WHAT IS EXPECTED:
Starting with the line containing "mark kitchen island | bbox" and going on through the line containing "[0,306,49,321]", write out every line of these records again, shifting each bounding-box coordinate by adding 48 to it.

PROVIDED MATERIAL:
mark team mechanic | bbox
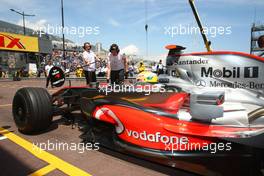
[107,44,127,84]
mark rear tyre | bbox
[165,86,182,93]
[12,87,52,134]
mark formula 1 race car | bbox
[12,0,264,176]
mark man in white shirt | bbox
[45,60,53,88]
[82,42,96,85]
[107,44,127,84]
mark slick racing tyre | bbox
[12,87,52,134]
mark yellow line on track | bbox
[29,165,56,176]
[0,127,91,176]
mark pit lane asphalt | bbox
[0,79,194,176]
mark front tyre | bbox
[12,87,52,134]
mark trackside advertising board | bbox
[0,32,39,52]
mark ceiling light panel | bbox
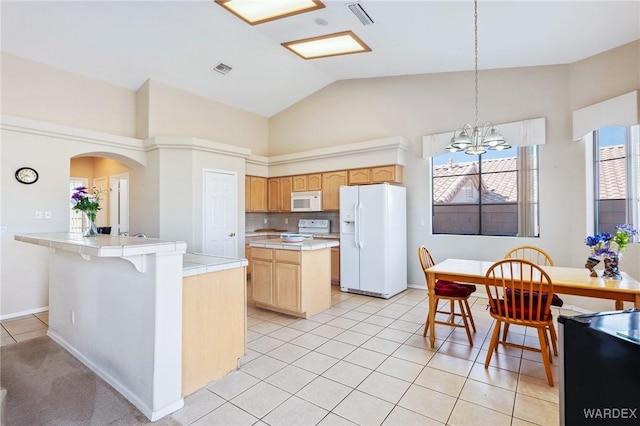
[215,0,325,25]
[282,31,371,59]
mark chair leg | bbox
[422,297,439,337]
[538,327,553,386]
[549,323,558,356]
[484,320,502,368]
[458,300,473,346]
[422,313,429,337]
[502,324,509,341]
[464,299,476,333]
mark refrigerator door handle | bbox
[355,201,362,248]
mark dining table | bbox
[426,259,640,348]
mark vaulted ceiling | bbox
[0,0,640,117]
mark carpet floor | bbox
[0,336,180,426]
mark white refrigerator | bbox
[340,183,407,299]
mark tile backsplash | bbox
[245,212,340,233]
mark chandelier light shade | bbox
[446,0,511,155]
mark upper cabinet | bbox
[349,164,403,185]
[245,164,403,212]
[245,176,267,212]
[267,176,292,212]
[371,164,403,183]
[349,169,371,185]
[322,170,347,210]
[293,173,322,192]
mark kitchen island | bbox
[249,238,340,318]
[15,232,247,421]
[182,253,248,396]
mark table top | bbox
[427,259,640,294]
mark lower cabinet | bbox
[251,247,331,318]
[249,247,273,305]
[182,267,247,396]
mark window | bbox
[593,126,640,233]
[432,145,540,237]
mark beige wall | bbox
[569,40,640,110]
[143,80,268,155]
[269,43,640,309]
[0,52,136,137]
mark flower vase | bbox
[602,253,622,280]
[83,214,98,237]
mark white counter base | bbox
[15,233,186,421]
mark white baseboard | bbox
[0,306,49,321]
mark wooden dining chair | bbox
[484,259,553,386]
[502,245,564,356]
[418,246,476,346]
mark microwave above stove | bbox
[291,191,322,212]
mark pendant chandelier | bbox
[446,0,511,155]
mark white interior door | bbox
[109,173,129,235]
[204,170,238,257]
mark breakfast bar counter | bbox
[14,232,187,421]
[249,238,340,318]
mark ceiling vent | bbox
[347,3,373,25]
[213,62,233,75]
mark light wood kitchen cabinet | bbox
[331,247,340,285]
[267,176,292,212]
[322,170,348,210]
[279,176,293,212]
[371,164,403,183]
[245,176,268,212]
[250,247,273,305]
[251,247,331,318]
[267,178,281,212]
[273,250,301,311]
[349,169,371,185]
[182,267,247,396]
[293,173,322,192]
[349,164,403,185]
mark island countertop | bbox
[14,232,187,257]
[182,253,249,277]
[249,238,340,251]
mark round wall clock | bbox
[16,167,38,185]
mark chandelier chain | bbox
[446,0,511,155]
[473,0,479,127]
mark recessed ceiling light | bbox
[213,62,233,75]
[215,0,325,25]
[282,31,371,59]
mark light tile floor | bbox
[1,287,578,426]
[172,287,578,426]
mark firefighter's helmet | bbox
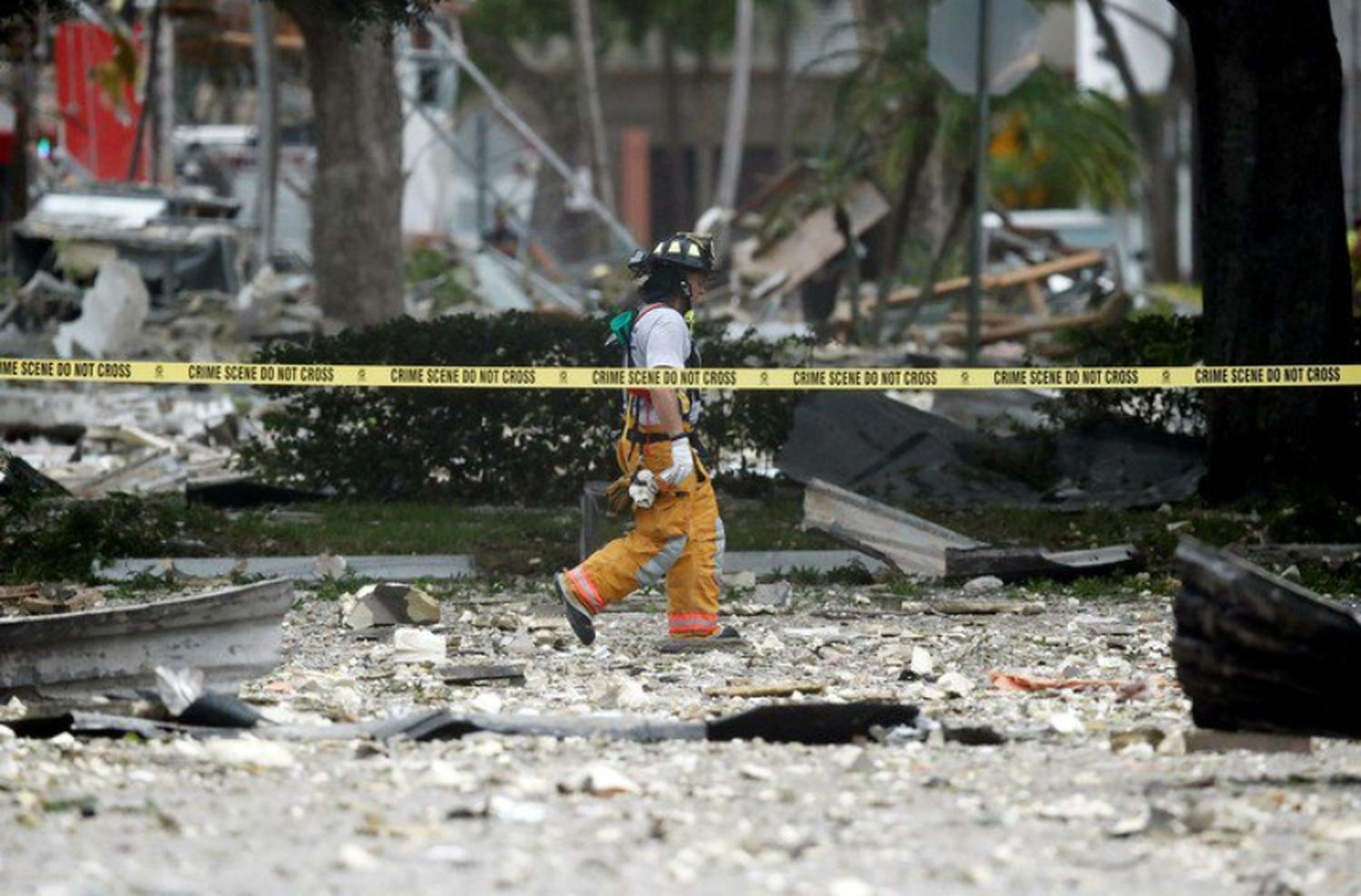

ANSWER IN FULL:
mark kitchen island | bbox
[297,286,388,366]
[63,280,295,469]
[230,301,296,444]
mark table top | bbox
[475,307,688,342]
mark lower cabinet | bbox
[299,295,379,366]
[297,295,321,353]
[230,315,295,444]
mark window | bbox
[641,174,688,281]
[480,193,588,285]
mark beige wall | bbox
[617,88,688,158]
[191,128,316,203]
[317,91,688,357]
[48,100,184,185]
mark flower vase | bbox
[650,301,670,328]
[131,262,146,285]
mark white counter base | bbox
[63,281,234,469]
mark white baseboard | bbox
[48,354,97,369]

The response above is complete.